DATA SECTION.
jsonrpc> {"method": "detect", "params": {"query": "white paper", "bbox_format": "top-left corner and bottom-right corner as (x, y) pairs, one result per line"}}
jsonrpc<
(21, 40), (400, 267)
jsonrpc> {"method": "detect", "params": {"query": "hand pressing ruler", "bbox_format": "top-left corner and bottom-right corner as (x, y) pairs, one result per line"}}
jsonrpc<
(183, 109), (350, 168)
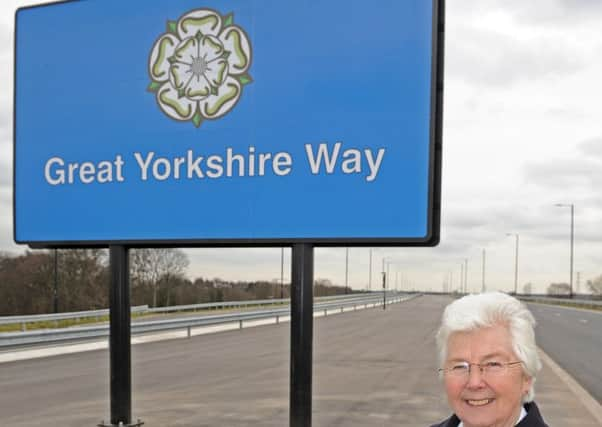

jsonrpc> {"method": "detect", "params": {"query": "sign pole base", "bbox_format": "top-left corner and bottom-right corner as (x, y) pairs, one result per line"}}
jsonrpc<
(289, 243), (314, 427)
(99, 245), (144, 427)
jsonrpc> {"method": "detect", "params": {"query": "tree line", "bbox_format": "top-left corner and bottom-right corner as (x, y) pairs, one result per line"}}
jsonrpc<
(0, 248), (347, 316)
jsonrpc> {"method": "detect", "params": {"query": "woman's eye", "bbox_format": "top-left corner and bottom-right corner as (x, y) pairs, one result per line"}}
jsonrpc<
(485, 362), (503, 369)
(452, 363), (468, 371)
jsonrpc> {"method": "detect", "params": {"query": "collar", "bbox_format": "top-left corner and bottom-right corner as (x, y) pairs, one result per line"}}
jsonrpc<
(458, 405), (527, 427)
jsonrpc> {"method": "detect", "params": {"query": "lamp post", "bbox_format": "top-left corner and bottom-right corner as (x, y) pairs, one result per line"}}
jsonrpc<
(481, 249), (485, 292)
(368, 248), (372, 291)
(345, 247), (349, 294)
(383, 257), (388, 310)
(554, 203), (575, 298)
(506, 233), (518, 295)
(53, 249), (59, 313)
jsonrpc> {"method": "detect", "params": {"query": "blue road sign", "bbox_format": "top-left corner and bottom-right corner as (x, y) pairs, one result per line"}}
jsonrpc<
(14, 0), (442, 246)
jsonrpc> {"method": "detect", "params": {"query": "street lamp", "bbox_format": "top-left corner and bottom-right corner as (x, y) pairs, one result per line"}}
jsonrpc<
(383, 257), (390, 310)
(554, 203), (575, 298)
(506, 233), (518, 295)
(345, 247), (349, 294)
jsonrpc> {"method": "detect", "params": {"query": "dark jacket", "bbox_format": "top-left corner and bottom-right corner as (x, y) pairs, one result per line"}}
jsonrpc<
(431, 402), (548, 427)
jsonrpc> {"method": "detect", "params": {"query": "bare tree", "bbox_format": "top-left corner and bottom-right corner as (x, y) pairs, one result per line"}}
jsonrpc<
(130, 248), (189, 307)
(548, 283), (571, 295)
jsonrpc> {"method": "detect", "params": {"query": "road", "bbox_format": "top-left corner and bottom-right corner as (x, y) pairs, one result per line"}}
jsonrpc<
(0, 296), (599, 427)
(528, 304), (602, 403)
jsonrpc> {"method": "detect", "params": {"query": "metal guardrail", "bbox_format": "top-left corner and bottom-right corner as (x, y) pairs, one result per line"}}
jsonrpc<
(0, 305), (148, 331)
(0, 294), (412, 348)
(0, 294), (376, 331)
(147, 294), (378, 313)
(518, 296), (602, 308)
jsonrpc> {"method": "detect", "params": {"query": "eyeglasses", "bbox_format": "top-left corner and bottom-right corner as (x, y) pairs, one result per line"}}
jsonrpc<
(439, 361), (523, 378)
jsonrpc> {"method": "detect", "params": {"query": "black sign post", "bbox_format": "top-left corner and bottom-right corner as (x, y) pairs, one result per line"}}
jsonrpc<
(289, 243), (314, 427)
(99, 245), (144, 427)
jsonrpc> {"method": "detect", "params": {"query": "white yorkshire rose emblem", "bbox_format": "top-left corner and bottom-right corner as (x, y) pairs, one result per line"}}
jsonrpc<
(148, 9), (253, 127)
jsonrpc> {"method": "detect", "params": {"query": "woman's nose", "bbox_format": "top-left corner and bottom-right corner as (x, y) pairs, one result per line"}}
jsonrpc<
(466, 365), (483, 388)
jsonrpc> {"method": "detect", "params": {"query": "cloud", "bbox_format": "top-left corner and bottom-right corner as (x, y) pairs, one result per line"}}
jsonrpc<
(448, 0), (602, 27)
(445, 27), (584, 88)
(578, 137), (602, 162)
(523, 138), (602, 197)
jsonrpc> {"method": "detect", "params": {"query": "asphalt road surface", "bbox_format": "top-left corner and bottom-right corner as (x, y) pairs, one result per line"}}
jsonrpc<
(0, 297), (449, 427)
(0, 296), (598, 427)
(529, 304), (602, 403)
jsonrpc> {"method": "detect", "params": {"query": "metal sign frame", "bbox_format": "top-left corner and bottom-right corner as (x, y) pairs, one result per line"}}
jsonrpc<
(13, 0), (445, 427)
(13, 0), (443, 248)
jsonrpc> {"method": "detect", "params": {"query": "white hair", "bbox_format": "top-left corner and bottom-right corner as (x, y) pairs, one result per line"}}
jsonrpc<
(437, 292), (541, 403)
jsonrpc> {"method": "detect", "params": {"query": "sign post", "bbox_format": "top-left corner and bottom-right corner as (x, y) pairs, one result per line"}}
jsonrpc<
(99, 245), (144, 427)
(289, 243), (314, 427)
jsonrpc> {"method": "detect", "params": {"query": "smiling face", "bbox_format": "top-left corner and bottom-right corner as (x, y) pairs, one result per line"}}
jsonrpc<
(444, 325), (531, 427)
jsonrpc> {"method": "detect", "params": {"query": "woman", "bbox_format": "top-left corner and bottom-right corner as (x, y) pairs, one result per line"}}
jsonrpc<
(432, 292), (547, 427)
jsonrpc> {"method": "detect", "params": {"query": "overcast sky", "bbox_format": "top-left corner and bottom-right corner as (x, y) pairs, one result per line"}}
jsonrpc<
(0, 0), (602, 291)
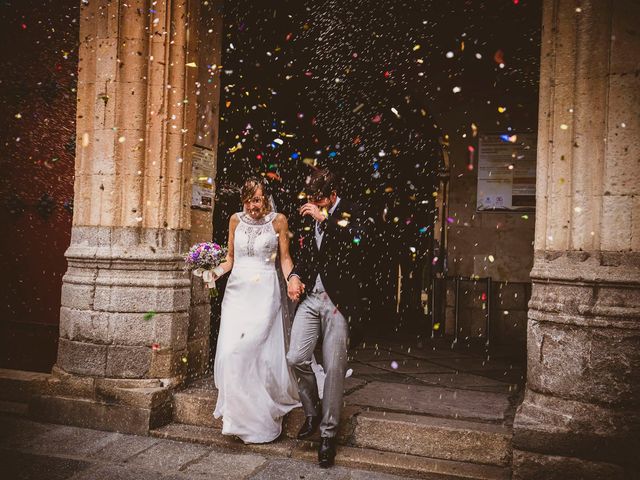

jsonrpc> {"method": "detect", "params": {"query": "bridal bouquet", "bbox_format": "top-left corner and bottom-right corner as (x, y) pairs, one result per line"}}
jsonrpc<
(184, 242), (227, 290)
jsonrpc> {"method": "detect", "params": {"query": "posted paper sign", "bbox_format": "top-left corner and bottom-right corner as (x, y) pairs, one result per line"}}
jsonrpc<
(476, 133), (537, 212)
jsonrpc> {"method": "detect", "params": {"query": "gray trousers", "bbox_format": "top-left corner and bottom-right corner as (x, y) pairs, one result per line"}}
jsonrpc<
(287, 292), (349, 437)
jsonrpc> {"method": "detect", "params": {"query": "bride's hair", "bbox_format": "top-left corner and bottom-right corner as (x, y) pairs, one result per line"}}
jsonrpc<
(240, 177), (272, 215)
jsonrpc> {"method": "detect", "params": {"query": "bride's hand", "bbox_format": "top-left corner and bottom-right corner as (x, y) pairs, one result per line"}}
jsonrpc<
(287, 276), (304, 301)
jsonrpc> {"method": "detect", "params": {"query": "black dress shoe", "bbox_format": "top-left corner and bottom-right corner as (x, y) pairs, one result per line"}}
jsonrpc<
(298, 415), (320, 440)
(318, 437), (336, 468)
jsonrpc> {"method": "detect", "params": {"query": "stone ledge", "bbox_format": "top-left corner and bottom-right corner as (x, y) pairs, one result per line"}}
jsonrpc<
(353, 412), (512, 466)
(513, 390), (640, 471)
(513, 450), (637, 480)
(150, 424), (511, 480)
(0, 368), (51, 403)
(531, 250), (640, 286)
(29, 395), (171, 435)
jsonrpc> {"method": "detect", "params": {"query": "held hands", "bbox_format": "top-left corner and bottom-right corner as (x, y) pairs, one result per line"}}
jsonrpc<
(300, 203), (329, 222)
(287, 275), (304, 302)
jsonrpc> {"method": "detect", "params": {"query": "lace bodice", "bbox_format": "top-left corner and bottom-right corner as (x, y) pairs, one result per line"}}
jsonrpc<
(233, 212), (278, 268)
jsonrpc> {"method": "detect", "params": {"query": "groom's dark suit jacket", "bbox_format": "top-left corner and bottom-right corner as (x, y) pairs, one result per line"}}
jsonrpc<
(291, 199), (367, 322)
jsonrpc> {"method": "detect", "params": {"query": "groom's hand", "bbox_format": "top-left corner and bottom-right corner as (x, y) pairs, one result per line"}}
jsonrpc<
(300, 203), (329, 222)
(287, 275), (304, 302)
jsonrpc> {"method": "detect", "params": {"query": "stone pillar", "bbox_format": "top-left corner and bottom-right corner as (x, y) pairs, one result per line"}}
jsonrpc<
(513, 0), (640, 479)
(32, 0), (208, 433)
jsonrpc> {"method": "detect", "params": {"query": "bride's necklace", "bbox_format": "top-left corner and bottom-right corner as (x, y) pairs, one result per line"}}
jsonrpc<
(241, 210), (271, 225)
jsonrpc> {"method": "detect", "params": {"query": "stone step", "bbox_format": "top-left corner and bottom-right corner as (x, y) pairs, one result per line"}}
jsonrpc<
(150, 423), (511, 480)
(168, 386), (512, 466)
(0, 400), (29, 417)
(173, 387), (222, 428)
(0, 368), (51, 403)
(351, 411), (512, 466)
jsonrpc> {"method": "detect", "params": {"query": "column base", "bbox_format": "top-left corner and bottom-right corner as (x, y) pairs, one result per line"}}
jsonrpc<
(29, 367), (180, 435)
(513, 390), (640, 480)
(511, 450), (631, 480)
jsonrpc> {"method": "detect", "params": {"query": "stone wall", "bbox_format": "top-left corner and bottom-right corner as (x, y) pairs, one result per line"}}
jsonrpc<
(514, 0), (640, 479)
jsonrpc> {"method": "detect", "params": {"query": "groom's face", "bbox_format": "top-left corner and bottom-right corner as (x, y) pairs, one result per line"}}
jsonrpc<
(309, 191), (338, 210)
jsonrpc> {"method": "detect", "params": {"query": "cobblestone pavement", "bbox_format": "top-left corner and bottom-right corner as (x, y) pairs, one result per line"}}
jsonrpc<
(0, 414), (420, 480)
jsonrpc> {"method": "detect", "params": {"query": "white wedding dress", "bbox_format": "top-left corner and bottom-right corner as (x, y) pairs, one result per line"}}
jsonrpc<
(214, 212), (300, 443)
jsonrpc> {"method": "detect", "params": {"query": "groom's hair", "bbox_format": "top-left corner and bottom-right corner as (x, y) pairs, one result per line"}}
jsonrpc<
(307, 168), (338, 198)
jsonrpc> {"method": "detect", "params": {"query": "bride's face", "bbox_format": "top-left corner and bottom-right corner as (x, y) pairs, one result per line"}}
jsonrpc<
(244, 187), (266, 219)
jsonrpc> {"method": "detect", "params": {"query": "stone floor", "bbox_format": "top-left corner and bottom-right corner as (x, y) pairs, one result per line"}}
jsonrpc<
(0, 414), (420, 480)
(0, 339), (525, 480)
(332, 339), (526, 425)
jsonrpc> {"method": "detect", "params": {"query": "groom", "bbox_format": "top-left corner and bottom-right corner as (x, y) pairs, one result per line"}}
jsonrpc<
(287, 169), (365, 468)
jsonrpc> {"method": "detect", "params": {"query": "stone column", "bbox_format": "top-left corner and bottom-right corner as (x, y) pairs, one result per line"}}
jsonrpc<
(32, 0), (206, 433)
(513, 0), (640, 479)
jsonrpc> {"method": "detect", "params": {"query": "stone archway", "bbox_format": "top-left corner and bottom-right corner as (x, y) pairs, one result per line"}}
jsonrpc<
(32, 0), (640, 478)
(31, 0), (222, 433)
(513, 0), (640, 478)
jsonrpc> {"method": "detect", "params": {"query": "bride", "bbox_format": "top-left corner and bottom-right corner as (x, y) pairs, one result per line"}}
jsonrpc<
(214, 179), (300, 443)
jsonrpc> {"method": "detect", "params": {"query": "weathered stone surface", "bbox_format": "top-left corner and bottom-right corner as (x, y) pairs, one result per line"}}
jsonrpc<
(96, 379), (171, 409)
(173, 389), (222, 428)
(128, 442), (211, 471)
(57, 338), (107, 377)
(513, 389), (640, 464)
(88, 433), (159, 462)
(291, 443), (511, 480)
(187, 337), (210, 379)
(0, 449), (90, 480)
(106, 345), (152, 378)
(0, 415), (55, 449)
(24, 426), (121, 457)
(29, 395), (161, 435)
(345, 382), (509, 421)
(352, 412), (511, 466)
(184, 452), (267, 480)
(513, 450), (637, 480)
(60, 306), (109, 344)
(527, 315), (640, 407)
(189, 302), (211, 339)
(0, 368), (51, 402)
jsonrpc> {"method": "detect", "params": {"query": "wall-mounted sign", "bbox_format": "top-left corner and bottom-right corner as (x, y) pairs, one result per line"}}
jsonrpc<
(476, 133), (537, 212)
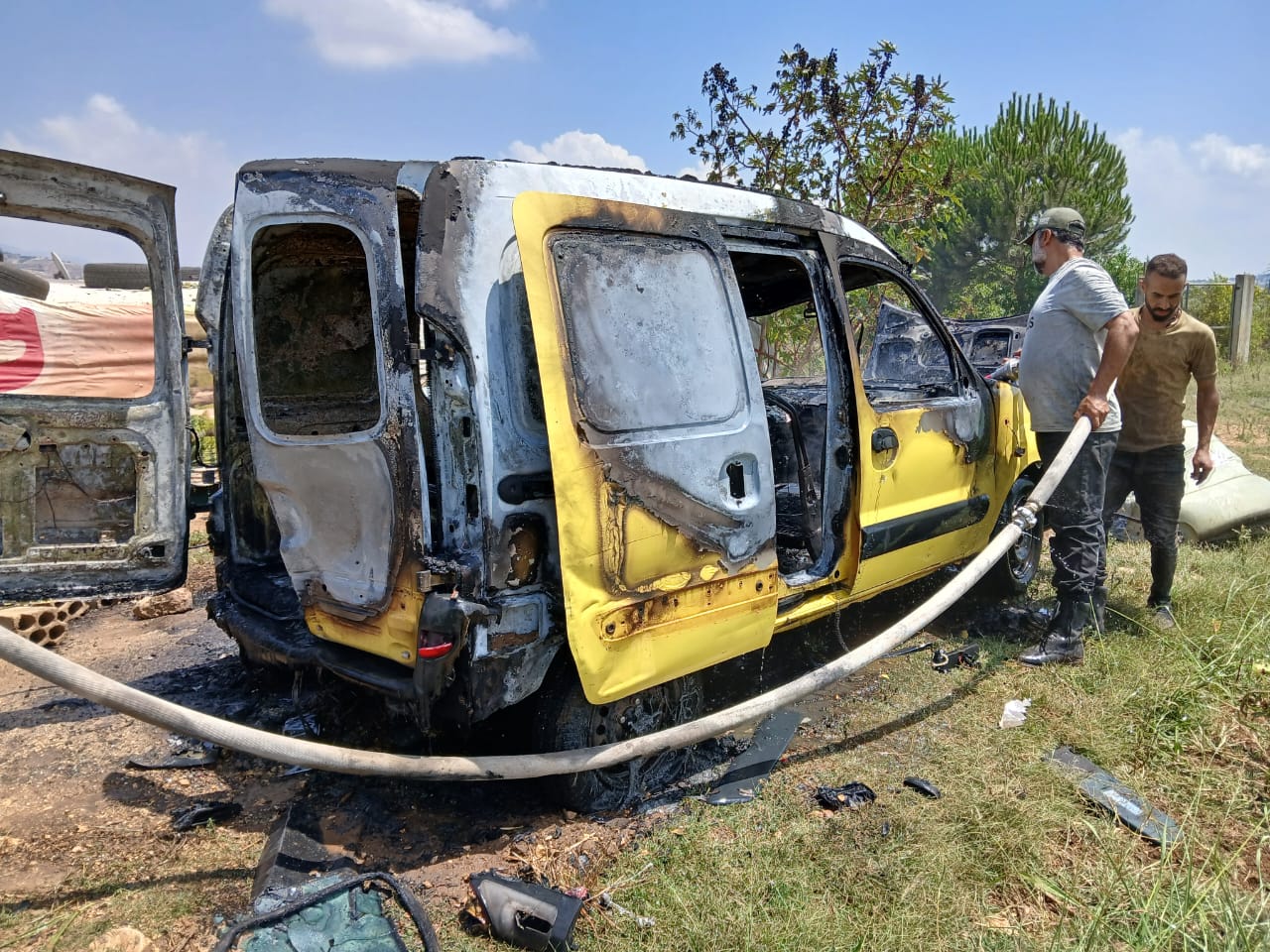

WHAT THE TASK ASKS. Extract the items from the start through the line that contains "(183, 109), (350, 168)", both ends included, and reproduce those lines exactly.

ANSWER FOR THE TASK.
jsonrpc> {"method": "detect", "params": {"query": "white paper", "bbox_format": "top-left corner and bottom-right corner as (x, y) pairs, one result per line"}}
jsonrpc<
(21, 40), (400, 267)
jsonrpc> {"method": "detect", "params": {"query": "hand pressing ruler", "bbox_format": "top-left corner and bottom-right corner as (x, y) pairs, one result per line"}}
jsonrpc<
(183, 109), (350, 168)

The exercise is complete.